Copy everything from the start of the records down to the line containing "pixel 225 41", changing each "instance" to "object" and keeping all else the same. Omit the pictures from your copy.
-- start EXERCISE MATERIAL --
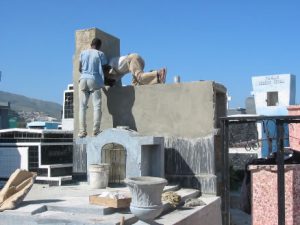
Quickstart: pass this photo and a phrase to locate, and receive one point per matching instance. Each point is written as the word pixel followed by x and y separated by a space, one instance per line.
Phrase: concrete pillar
pixel 111 47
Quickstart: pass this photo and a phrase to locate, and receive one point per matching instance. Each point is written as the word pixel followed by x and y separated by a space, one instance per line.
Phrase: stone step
pixel 209 214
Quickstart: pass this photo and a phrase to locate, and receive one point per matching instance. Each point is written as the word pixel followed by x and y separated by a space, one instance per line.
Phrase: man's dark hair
pixel 96 42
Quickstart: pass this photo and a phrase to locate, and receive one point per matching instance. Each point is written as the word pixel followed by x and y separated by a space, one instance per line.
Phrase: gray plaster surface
pixel 144 154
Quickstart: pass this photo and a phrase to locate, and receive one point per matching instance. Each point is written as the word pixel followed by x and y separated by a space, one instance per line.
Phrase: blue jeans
pixel 89 87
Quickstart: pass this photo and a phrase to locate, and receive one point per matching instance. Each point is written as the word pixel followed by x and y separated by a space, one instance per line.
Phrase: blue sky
pixel 225 41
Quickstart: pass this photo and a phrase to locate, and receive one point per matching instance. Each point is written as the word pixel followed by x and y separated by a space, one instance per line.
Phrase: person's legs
pixel 83 101
pixel 97 111
pixel 96 92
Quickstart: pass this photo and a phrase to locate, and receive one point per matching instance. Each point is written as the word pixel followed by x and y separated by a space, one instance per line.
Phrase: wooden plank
pixel 110 202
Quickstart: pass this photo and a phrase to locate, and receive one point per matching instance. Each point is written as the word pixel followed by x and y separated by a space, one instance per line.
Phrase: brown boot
pixel 162 73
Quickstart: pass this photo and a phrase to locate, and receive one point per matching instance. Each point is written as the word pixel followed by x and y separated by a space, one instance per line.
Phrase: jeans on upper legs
pixel 89 87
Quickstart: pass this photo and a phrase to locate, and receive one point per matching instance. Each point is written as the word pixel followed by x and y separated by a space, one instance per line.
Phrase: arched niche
pixel 115 155
pixel 144 154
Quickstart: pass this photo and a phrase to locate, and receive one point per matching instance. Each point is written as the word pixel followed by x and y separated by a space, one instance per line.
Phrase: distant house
pixel 273 94
pixel 49 153
pixel 4 120
pixel 46 125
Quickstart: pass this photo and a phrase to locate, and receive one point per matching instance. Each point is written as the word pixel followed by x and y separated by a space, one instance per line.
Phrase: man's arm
pixel 80 66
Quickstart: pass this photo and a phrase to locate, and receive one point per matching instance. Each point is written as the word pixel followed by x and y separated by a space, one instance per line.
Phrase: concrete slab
pixel 70 205
pixel 209 214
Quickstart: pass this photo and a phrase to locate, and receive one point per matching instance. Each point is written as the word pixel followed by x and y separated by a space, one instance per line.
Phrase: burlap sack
pixel 15 189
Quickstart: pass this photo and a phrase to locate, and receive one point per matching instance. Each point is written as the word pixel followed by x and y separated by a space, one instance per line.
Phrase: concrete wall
pixel 188 110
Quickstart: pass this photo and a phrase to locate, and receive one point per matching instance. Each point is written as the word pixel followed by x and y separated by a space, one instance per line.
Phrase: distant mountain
pixel 22 103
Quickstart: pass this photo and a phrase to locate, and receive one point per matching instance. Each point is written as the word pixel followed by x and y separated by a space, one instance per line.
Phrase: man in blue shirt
pixel 90 83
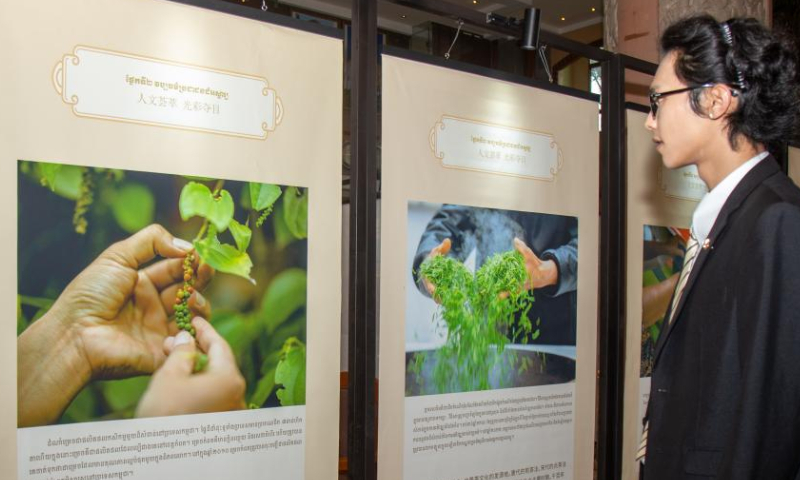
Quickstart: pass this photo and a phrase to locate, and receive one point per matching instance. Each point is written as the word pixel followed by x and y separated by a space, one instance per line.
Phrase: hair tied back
pixel 727 36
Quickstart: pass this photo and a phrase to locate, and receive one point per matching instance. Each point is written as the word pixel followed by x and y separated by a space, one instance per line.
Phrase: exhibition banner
pixel 167 244
pixel 659 213
pixel 794 164
pixel 488 318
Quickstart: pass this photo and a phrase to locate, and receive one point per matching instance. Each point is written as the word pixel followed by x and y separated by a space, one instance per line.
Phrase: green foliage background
pixel 264 322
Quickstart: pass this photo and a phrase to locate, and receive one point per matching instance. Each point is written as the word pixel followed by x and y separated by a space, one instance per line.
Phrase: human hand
pixel 175 389
pixel 441 249
pixel 541 273
pixel 109 322
pixel 122 313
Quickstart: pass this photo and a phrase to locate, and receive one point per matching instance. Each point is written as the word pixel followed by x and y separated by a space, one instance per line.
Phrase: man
pixel 725 391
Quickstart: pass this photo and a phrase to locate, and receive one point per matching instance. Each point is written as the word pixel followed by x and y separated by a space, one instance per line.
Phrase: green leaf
pixel 133 207
pixel 224 258
pixel 48 172
pixel 295 211
pixel 285 294
pixel 241 235
pixel 263 388
pixel 199 179
pixel 238 330
pixel 197 200
pixel 123 394
pixel 22 322
pixel 283 236
pixel 82 408
pixel 64 180
pixel 263 195
pixel 291 373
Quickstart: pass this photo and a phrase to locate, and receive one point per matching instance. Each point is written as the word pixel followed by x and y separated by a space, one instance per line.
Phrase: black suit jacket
pixel 725 391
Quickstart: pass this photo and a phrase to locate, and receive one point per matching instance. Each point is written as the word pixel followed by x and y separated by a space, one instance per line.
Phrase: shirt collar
pixel 709 207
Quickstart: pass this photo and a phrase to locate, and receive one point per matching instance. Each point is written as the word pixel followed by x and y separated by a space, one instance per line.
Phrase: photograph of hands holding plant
pixel 144 294
pixel 504 285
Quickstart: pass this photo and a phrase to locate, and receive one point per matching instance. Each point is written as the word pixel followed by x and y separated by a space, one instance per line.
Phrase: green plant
pixel 263 241
pixel 481 312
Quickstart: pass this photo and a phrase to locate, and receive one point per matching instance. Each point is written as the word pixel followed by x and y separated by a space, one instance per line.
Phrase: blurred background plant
pixel 68 214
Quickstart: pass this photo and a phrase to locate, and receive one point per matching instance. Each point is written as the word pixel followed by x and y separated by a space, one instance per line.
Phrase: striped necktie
pixel 688 261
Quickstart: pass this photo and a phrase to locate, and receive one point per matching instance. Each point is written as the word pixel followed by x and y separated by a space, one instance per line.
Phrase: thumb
pixel 444 248
pixel 181 360
pixel 522 248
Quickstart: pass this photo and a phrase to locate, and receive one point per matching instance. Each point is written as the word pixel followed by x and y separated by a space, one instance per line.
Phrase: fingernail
pixel 199 300
pixel 182 244
pixel 183 338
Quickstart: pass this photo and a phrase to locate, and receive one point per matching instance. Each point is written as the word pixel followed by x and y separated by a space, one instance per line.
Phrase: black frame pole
pixel 362 351
pixel 611 355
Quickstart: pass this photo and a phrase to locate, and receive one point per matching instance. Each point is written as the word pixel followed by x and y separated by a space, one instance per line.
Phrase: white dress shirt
pixel 709 207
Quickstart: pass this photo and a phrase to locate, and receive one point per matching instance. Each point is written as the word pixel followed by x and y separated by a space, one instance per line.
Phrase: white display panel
pixel 126 113
pixel 494 161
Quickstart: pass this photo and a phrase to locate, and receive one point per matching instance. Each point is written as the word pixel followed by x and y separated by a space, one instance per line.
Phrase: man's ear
pixel 719 101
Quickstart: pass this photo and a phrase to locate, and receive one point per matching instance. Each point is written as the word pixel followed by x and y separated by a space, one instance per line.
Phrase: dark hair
pixel 765 63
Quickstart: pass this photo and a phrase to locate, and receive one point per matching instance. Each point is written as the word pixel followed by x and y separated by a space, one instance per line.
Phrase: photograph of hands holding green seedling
pixel 502 325
pixel 143 294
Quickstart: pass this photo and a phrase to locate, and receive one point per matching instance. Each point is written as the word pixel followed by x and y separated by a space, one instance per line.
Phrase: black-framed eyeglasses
pixel 656 96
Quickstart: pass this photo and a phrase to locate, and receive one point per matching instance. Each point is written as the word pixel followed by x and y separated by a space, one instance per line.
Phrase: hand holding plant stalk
pixel 110 322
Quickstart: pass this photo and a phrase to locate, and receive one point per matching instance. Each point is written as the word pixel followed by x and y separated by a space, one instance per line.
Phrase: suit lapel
pixel 753 179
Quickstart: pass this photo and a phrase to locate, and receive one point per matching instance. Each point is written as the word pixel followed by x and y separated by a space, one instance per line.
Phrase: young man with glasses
-- end EXERCISE MATERIAL --
### COMPLETED EXERCISE
Quickstart: pass this photo and a phrase to locate, and receive one point per matching object. Each point is written as the word pixel followed by x and y separated by a space, one object per line.
Phrase: concrete pillar
pixel 111 47
Quickstart: pass this photo and a phrase to locate, and receive one point per matching object. Each point is written as the word pixel followed by x and y separated by a space, one object per line.
Phrase: stone step
pixel 209 214
Quickstart: pass this photo and a phrase to locate, and receive one point per matching object. Each point is written as the word pixel followed by x and y separated by a space, one object per line.
Phrase: man's dark hair
pixel 96 42
Quickstart: pass this photo and a phrase to locate, and receive one point per matching object. Each point is written as the word pixel followed by x and y separated by a space, one object per line.
Phrase: gray plaster surface
pixel 144 154
Quickstart: pass this photo and a phrase to locate, and receive one point per matching object. Each point is written as the word pixel followed by x and y separated by a space, one object per line.
Phrase: blue jeans
pixel 89 87
Quickstart: pass this photo and a phrase to locate, and receive one point per matching object. Each point is written as the word pixel followed by x and y separated by a space, one object per line.
Phrase: blue sky
pixel 225 41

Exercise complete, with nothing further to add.